[Object pointing dataset rows]
________________

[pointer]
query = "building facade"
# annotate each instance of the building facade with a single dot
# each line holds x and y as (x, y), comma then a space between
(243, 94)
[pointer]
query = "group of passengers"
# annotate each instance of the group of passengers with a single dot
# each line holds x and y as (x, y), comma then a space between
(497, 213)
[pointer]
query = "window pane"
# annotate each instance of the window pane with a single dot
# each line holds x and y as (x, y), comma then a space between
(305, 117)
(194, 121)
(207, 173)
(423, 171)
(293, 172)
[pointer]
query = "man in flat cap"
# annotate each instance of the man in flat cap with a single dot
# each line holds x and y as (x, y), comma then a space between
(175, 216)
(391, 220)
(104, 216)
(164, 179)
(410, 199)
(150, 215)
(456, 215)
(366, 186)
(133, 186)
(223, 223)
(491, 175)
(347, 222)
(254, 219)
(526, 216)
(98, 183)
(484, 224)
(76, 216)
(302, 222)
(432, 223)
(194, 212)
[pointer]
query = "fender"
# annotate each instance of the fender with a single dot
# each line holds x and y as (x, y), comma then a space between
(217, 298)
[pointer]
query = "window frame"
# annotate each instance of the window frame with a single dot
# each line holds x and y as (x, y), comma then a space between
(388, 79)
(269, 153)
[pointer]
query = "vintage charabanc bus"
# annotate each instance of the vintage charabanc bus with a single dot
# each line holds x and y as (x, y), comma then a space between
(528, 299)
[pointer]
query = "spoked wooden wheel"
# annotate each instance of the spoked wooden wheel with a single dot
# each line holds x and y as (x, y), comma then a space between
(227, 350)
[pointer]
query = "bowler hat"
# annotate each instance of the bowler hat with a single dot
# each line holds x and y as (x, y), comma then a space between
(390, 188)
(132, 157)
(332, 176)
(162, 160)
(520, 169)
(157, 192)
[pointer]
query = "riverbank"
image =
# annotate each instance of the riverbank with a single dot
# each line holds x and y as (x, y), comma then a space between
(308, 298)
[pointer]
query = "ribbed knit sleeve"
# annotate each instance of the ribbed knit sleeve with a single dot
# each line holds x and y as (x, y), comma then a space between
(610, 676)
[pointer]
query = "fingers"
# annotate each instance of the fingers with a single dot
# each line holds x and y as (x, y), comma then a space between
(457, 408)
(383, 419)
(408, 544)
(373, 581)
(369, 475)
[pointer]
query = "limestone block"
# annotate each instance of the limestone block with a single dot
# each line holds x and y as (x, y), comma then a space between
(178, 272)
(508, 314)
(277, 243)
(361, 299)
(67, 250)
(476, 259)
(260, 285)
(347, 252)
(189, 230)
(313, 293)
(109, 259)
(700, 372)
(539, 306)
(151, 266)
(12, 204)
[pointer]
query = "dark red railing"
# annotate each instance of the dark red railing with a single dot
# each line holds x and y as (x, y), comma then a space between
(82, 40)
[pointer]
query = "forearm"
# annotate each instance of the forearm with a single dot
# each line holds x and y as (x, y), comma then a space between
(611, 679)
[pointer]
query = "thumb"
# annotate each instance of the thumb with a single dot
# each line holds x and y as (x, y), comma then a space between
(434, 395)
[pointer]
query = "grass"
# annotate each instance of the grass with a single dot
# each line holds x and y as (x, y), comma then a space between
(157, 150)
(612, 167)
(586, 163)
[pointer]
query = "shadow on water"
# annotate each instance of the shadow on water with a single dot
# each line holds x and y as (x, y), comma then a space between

________________

Extract every line above exactly as it stands.

[pointer]
query = "building facade"
# annotate each instance of the building facade with a single dot
# each line holds x and y as (x, y), comma then a space between
(243, 94)
[pointer]
query = "group of passengers"
# annotate each instance of the group of passengers with a single dot
# each line holds x and y as (x, y), comma then a space between
(497, 213)
[pointer]
query = "window pane"
# annotate each instance of the window pane with a single dot
# each line holds x and y as (x, y), comma then a space between
(305, 117)
(194, 121)
(207, 173)
(423, 171)
(293, 172)
[pointer]
query = "man in flat cap"
# annotate each instance of the man in flat cap with a single dot
# each line holds x and y as (x, y), comma then a space between
(175, 216)
(391, 220)
(104, 216)
(164, 179)
(410, 199)
(150, 215)
(456, 215)
(366, 186)
(133, 186)
(223, 223)
(491, 175)
(347, 222)
(254, 219)
(526, 216)
(98, 183)
(484, 224)
(76, 216)
(302, 222)
(432, 223)
(194, 212)
[pointer]
query = "fender"
# annotate each instance of the fender with a single dot
# each line holds x and y as (x, y), comma then a space between
(217, 298)
[pointer]
query = "window frame"
# annotate each instance of the window frame with a single dot
# each line holds x and y as (x, y), comma then a space between
(388, 79)
(269, 153)
[pointer]
query = "vintage charabanc bus"
# annotate each instance of the vintage charabanc bus with a single dot
# each line holds x and y as (x, y), comma then a space between
(528, 299)
[pointer]
query = "spoked wooden wheel"
# annotate each instance of the spoked wooden wheel with a single dot
# each line holds x and y as (x, y), comma then a space between
(227, 350)
[pointer]
query = "bowler hat"
# annotate each instance of the bowler hat with a single dot
# each line holds x and y as (x, y), comma then a space between
(390, 188)
(132, 157)
(332, 176)
(162, 160)
(520, 169)
(157, 192)
[pointer]
query = "riverbank"
image =
# annotate each instance of the riverbank with a single dot
# each line holds x and y as (x, y), comma then a space between
(308, 298)
[pointer]
query = "ribbed knit sleeve"
# annotate each instance of the ribbed knit sleeve with a single dot
# each line holds x and y as (x, y), comma then a space between
(610, 676)
[pointer]
query = "fingers"
# annotate each instance of the fingers with a single dot
# each line holds x and y as (x, y), comma then a space between
(457, 408)
(383, 419)
(408, 544)
(373, 581)
(369, 475)
[pointer]
query = "limestone block"
# annotate each instance of the limestone block with a single dot
# each line holds x and y as (x, y), comma then a space between
(178, 272)
(508, 314)
(277, 243)
(361, 299)
(67, 250)
(476, 259)
(260, 285)
(347, 252)
(189, 230)
(313, 293)
(109, 259)
(700, 372)
(539, 306)
(151, 266)
(12, 204)
[pointer]
query = "dark red railing"
# annotate each instance of the dark red railing with a single dot
# each line holds x and y as (x, y), comma then a space between
(82, 40)
[pointer]
query = "forearm"
# annotate each instance of the forearm with a single dot
# each line holds x and y as (x, y), comma then a space between
(611, 679)
[pointer]
query = "thumb"
# annotate each instance of the thumb with a single dot
# each line holds x and y as (x, y), comma then a space between
(434, 395)
[pointer]
query = "grass"
# annotate each instance of the grass with a single dot
# each line holds x and y as (x, y), comma then a space between
(157, 150)
(612, 167)
(586, 163)
[pointer]
query = "shadow on water"
# annotate each instance of the shadow on water with a single dot
# each line holds x and y as (x, y), comma then a space between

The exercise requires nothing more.